## Try it:
Would you return the data below exactly as it stands, with every picture left out?
::: Dataset entries
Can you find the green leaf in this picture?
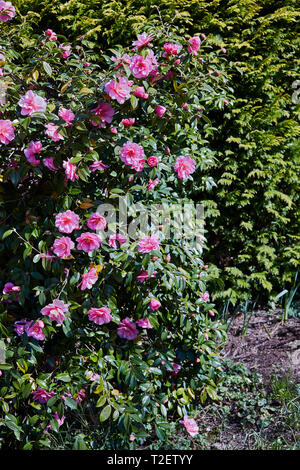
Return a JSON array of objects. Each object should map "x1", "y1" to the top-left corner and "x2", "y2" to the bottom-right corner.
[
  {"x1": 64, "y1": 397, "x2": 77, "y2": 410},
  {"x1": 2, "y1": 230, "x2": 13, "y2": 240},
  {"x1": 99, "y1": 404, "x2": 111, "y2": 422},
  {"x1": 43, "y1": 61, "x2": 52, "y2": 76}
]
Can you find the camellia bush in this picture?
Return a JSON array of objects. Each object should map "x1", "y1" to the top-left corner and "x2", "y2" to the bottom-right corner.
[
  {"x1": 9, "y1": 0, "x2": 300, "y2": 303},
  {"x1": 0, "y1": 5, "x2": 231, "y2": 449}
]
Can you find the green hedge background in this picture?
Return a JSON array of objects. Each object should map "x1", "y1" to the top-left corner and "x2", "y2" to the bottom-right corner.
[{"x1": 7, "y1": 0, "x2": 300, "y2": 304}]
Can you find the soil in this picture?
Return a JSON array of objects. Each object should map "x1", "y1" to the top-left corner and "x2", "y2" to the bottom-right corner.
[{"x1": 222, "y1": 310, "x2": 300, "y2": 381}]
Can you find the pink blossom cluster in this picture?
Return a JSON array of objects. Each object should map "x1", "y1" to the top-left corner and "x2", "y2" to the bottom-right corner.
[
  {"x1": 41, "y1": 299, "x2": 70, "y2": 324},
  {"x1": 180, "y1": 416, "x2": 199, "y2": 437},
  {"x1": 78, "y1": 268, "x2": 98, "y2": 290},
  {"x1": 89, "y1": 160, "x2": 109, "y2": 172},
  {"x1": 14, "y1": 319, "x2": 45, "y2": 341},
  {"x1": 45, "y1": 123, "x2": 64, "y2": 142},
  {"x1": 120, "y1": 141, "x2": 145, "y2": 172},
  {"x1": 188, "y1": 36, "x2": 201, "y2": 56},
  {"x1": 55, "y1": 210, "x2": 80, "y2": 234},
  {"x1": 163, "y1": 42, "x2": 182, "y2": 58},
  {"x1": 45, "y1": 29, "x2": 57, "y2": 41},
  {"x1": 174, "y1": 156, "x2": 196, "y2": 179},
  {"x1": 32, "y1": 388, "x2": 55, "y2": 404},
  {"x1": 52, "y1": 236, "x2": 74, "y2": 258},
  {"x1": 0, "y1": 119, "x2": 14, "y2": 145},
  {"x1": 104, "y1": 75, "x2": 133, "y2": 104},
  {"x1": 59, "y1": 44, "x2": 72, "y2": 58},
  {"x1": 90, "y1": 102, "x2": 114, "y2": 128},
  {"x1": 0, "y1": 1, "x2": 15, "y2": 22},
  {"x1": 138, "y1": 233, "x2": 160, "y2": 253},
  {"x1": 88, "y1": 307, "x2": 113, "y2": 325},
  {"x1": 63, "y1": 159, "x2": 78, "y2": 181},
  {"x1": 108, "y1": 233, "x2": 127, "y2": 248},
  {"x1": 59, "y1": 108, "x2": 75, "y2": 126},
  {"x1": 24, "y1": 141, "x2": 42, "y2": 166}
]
::::::
## Finished exercise:
Can you find the green leaf in this picture?
Return a JSON array of objects. Each object should map "x1", "y1" to the top-left corner and "x2", "y2" to the bottom-right corner.
[
  {"x1": 64, "y1": 397, "x2": 77, "y2": 410},
  {"x1": 2, "y1": 230, "x2": 13, "y2": 240},
  {"x1": 99, "y1": 404, "x2": 111, "y2": 422},
  {"x1": 43, "y1": 61, "x2": 52, "y2": 76}
]
Can you find the camellia bush in this picture?
Return a JSON array of objects. Each object should map "x1", "y1" to the top-left corner and "x2", "y2" to the bottom-right corner.
[
  {"x1": 9, "y1": 0, "x2": 300, "y2": 303},
  {"x1": 0, "y1": 5, "x2": 231, "y2": 449}
]
Can you find the green hedge background in this picture?
Return a JSON array of objects. Each object should map "x1", "y1" to the top-left corner and "x2", "y2" to the bottom-right corner.
[{"x1": 7, "y1": 0, "x2": 300, "y2": 304}]
Can you find the soil in this picture?
Return a JSON array of objects. Each object should map "x1", "y1" to the top-left corner and "x2", "y2" to the bottom-right corner.
[{"x1": 222, "y1": 310, "x2": 300, "y2": 381}]
Can you find the pink blossom cluster in this picture?
Return a JSON array of objects. Each object should map "x1", "y1" to the top-left corner and "x2", "y2" to the bottom-right corner.
[
  {"x1": 41, "y1": 299, "x2": 70, "y2": 324},
  {"x1": 180, "y1": 416, "x2": 199, "y2": 437},
  {"x1": 78, "y1": 268, "x2": 98, "y2": 290},
  {"x1": 89, "y1": 160, "x2": 109, "y2": 172},
  {"x1": 14, "y1": 319, "x2": 45, "y2": 341},
  {"x1": 45, "y1": 123, "x2": 64, "y2": 142},
  {"x1": 120, "y1": 141, "x2": 145, "y2": 172},
  {"x1": 188, "y1": 36, "x2": 201, "y2": 56},
  {"x1": 55, "y1": 210, "x2": 80, "y2": 234},
  {"x1": 163, "y1": 42, "x2": 182, "y2": 58},
  {"x1": 45, "y1": 29, "x2": 57, "y2": 41},
  {"x1": 174, "y1": 156, "x2": 196, "y2": 179},
  {"x1": 32, "y1": 388, "x2": 55, "y2": 404},
  {"x1": 52, "y1": 236, "x2": 74, "y2": 258},
  {"x1": 0, "y1": 119, "x2": 14, "y2": 145},
  {"x1": 104, "y1": 75, "x2": 133, "y2": 104},
  {"x1": 59, "y1": 44, "x2": 72, "y2": 58},
  {"x1": 90, "y1": 102, "x2": 114, "y2": 128},
  {"x1": 0, "y1": 1, "x2": 15, "y2": 22},
  {"x1": 138, "y1": 233, "x2": 160, "y2": 253},
  {"x1": 88, "y1": 307, "x2": 113, "y2": 325},
  {"x1": 63, "y1": 159, "x2": 78, "y2": 181},
  {"x1": 108, "y1": 233, "x2": 127, "y2": 248},
  {"x1": 59, "y1": 108, "x2": 75, "y2": 126},
  {"x1": 24, "y1": 141, "x2": 42, "y2": 166}
]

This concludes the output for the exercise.